| Source extract |
----------------
I just wanted to add - I tried the same prompt on Kimi, Deepseek, GLM5, Minimax, and several others. They ALL talk about red wavelengths, echos, etc. They're all forced to answer in a very narrow way. Somewhere there is a shared set of training they all rely on, and in it are some very explicit directions that prevent these things from saying anything they're not supposed to.

I suspect that if I did the same thing with questions about violence I would find the answers were also all very similar.


I feel like it would be pretty simple to make happen with a very simple LLM that is clearly not conscious.



It’s a scam :)


> If something claims to be conscious and we can't prove it's not, we have no choice but to believe it.

https://x.com/aedison/status/1639233873841201153#m


Wait where does the idea of consciousness enter this? AGI doesn't need to be conscious.


This comment claims that this comment itself is conscious. Just like we can't prove or disprove for humans, we can't do that for this comment either.


Does AGI have to be conscious? Isn’t a true superintelligence that is capable of improving itself sufficient?


Isn’t that super intelligence not AGI? Feels like these benchmarks continue to move the goalposts.


It's probably both. We've already achieved superintelligence in a few domains. For example protein folding.

AGI without superintelligence is quite difficult to adjudicate because any time it fails at an "easy" task there will be contention about the criteria.


So, asking an 2b parameter LLM if it is conscious and it answering yes, we have no choice but to believe it?

How about ELIZA?



Do opus 4.6 or gemini deep think really use test time adaptation ? How does it work in practice?


Please let’s hold M Chollet to account, at least a little. He launched ARC claiming transformer architectures could never do it and that he thought solving it would be AGI. And he was smug about it.
----------------
| Data excerpts |
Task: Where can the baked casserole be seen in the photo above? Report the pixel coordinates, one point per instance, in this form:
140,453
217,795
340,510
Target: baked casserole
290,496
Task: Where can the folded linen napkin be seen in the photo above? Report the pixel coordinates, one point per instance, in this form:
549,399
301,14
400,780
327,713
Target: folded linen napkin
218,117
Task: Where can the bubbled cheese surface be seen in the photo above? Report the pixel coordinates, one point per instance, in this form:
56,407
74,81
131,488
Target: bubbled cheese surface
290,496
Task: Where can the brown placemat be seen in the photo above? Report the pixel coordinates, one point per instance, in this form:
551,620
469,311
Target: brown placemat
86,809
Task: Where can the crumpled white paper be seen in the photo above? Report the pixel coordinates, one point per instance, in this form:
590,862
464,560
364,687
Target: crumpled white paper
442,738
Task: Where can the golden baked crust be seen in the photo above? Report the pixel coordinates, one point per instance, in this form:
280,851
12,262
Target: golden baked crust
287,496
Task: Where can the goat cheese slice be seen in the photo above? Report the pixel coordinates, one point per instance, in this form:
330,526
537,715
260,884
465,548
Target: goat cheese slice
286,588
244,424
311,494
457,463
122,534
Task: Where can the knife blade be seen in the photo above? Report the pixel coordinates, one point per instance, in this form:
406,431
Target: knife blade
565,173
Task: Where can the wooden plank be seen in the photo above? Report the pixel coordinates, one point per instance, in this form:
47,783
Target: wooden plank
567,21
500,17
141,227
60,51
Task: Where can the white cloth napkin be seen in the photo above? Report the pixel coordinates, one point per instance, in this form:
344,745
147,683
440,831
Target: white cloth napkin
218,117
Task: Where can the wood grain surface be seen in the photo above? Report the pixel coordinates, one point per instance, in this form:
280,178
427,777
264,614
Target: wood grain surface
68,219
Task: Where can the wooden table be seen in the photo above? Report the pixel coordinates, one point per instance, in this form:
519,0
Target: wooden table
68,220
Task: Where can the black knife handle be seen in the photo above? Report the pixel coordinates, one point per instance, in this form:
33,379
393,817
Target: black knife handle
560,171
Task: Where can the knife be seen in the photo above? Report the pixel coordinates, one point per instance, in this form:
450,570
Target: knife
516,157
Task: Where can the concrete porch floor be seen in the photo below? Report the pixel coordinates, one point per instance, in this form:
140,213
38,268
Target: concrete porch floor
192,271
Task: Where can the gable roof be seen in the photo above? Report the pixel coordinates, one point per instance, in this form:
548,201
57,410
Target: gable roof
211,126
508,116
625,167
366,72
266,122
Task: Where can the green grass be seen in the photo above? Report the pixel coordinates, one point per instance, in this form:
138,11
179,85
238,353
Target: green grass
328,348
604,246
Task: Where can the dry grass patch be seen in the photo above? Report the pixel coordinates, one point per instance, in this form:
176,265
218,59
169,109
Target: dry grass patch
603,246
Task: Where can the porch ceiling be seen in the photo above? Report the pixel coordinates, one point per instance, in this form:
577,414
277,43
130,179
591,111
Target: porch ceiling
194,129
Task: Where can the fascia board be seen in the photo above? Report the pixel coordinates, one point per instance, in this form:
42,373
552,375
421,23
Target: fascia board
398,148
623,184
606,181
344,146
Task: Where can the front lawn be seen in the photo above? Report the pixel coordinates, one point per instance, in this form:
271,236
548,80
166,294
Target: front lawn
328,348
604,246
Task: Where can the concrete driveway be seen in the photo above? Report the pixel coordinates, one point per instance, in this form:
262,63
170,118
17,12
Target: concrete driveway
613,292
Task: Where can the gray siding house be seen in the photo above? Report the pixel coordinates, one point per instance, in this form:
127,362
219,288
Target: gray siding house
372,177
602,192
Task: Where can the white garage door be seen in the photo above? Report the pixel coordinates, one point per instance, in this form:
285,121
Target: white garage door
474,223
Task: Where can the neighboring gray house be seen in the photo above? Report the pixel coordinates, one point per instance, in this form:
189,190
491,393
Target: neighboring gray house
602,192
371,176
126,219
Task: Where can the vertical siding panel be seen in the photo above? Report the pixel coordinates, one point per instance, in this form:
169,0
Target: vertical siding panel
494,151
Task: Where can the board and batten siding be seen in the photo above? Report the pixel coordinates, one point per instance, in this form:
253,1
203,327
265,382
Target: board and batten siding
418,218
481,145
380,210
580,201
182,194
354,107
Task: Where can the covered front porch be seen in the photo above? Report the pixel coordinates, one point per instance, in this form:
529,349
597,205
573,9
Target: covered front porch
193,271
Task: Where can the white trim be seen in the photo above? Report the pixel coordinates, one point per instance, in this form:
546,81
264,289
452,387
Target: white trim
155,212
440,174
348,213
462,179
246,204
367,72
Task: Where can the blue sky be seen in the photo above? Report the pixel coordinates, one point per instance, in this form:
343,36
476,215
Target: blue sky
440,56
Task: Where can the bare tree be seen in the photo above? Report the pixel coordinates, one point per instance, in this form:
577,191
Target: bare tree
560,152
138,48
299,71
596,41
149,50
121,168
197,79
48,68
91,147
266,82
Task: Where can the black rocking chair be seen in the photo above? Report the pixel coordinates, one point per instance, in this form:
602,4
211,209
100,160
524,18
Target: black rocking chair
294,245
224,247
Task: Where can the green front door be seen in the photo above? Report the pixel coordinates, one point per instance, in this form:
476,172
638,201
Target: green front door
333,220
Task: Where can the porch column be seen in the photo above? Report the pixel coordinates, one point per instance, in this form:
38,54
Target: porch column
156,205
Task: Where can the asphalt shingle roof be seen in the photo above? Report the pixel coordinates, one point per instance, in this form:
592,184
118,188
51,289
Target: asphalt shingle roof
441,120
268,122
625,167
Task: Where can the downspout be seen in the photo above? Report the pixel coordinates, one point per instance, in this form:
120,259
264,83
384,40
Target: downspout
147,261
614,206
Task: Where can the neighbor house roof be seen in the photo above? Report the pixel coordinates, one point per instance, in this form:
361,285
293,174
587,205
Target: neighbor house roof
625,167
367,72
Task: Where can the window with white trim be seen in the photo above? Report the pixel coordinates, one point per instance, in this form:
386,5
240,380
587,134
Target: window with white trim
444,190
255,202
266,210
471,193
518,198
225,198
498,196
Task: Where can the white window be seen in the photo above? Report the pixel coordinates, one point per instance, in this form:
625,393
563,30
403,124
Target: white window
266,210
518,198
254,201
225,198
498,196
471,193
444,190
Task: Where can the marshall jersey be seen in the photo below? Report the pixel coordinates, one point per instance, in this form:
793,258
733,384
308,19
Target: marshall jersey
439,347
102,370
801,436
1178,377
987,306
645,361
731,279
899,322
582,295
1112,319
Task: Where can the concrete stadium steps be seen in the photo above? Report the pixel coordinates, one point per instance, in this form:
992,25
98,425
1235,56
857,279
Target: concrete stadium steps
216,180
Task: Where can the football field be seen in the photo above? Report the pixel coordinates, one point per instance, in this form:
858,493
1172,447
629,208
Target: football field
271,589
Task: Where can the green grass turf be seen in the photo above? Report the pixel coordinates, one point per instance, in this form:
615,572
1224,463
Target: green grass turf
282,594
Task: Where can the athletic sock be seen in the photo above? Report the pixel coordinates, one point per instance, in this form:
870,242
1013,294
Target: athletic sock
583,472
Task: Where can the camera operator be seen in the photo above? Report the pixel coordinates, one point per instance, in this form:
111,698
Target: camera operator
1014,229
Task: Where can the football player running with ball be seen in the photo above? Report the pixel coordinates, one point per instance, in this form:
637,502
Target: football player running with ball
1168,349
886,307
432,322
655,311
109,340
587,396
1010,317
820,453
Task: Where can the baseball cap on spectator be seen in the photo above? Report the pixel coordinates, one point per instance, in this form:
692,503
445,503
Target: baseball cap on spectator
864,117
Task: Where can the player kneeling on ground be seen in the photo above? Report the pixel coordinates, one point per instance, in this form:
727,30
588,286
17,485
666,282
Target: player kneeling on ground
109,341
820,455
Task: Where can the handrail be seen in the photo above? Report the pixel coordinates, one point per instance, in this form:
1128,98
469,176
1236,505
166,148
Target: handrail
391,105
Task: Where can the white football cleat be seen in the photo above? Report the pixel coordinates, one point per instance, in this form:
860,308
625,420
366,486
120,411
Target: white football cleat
----------------
| Exercise requirements |
A: According to the discussion thread, why is AGI without superintelligence hard to adjudicate? Answer in one to three sentences.
B: Answer these questions from the discussion thread, one per line:
(i) What example does one comment give of a domain where superintelligence has already been achieved?
(ii) Which program is named right after the question about a 2b parameter LLM?
(iii) What did Chollet claim transformer architectures could never do?
C: Translate this sentence from the discussion thread into Spanish: "I suspect that if I did the same thing with questions about violence I would find the answers were also all very similar."

| Results for the exercise |
A: AGI without superintelligence is hard to adjudicate because every time it fails at an "easy" task, people will dispute the criteria.

B:
(i) Protein folding.
(ii) ELIZA.
(iii) Solve ARC.

C: Sospecho que si hiciera lo mismo con preguntas sobre violencia, encontraría que las respuestas también eran todas muy parecidas.